EXTRACT PROVIDED:
The display unit 808 may be provided outside of the image
processing apparatus 800. In this case, the image processing
apparatus 800 may include a display control unit.
[0243] The video coding and decoding methods (or processes)
described in the above embodiments may be implemented by programs
that are executed by a computer. Such programs may be downloaded
from a server and installed in a computer.
[0244] Alternatively, programs for implementing the video coding
and decoding methods (or processes) described in the above
embodiments may be stored in a non-transitory, computer-readable
storage medium such as the storage medium 805, and may be read from
the storage medium into a computer or a portable device.
[0245] For example, storage media such as a compact disk read-only
memory (CD-ROM), a flexible disk, and a magneto-optical disk that
record information optically, electrically, or magnetically, and
semiconductor memories such as a ROM and a flash memory that record
information electrically may be used as the storage medium 805.
Further, the video coding and decoding methods (or processes)
described in the above embodiments may be implemented by one or
more integrated circuits.
[0246] All examples and conditional language recited herein are
intended for pedagogical purposes to aid the reader in
understanding the invention and the concepts contributed by the
inventors to furthering the art, and are to be construed as being
without limitation to such specifically recited examples and
conditions, nor does the organization of such examples in the
specification relate to a showing of the superiority and
inferiority of the invention. Although the embodiments of the
present invention have been described in detail, it should be
understood that the various changes, substitutions, and alterations
could be made hereto without departing from the spirit and scope of
the invention.
* * * * *

GIVEN ENTRIES:
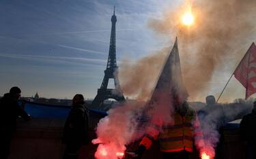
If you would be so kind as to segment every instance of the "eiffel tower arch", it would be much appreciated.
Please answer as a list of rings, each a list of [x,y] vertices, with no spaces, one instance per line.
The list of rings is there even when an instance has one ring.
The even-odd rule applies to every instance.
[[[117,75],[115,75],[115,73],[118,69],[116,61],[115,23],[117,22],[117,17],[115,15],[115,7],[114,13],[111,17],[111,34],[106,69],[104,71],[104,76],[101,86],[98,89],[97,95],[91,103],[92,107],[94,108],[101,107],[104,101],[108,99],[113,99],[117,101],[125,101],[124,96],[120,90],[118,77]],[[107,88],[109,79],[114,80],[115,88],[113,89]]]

---

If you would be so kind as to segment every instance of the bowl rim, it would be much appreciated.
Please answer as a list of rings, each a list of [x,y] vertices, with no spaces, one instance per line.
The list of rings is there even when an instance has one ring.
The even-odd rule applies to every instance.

YOUR INSTRUCTIONS: Retype the portion of the video coding patent excerpt starting with "The display unit" and going on through "[0243] The video coding and decoding methods (or processes)".

ANSWER TO THIS EXERCISE:
The display unit 808 may be provided outside of the image
processing apparatus 800. In this case, the image processing
apparatus 800 may include a display control unit.
[0243] The video coding and decoding methods (or processes)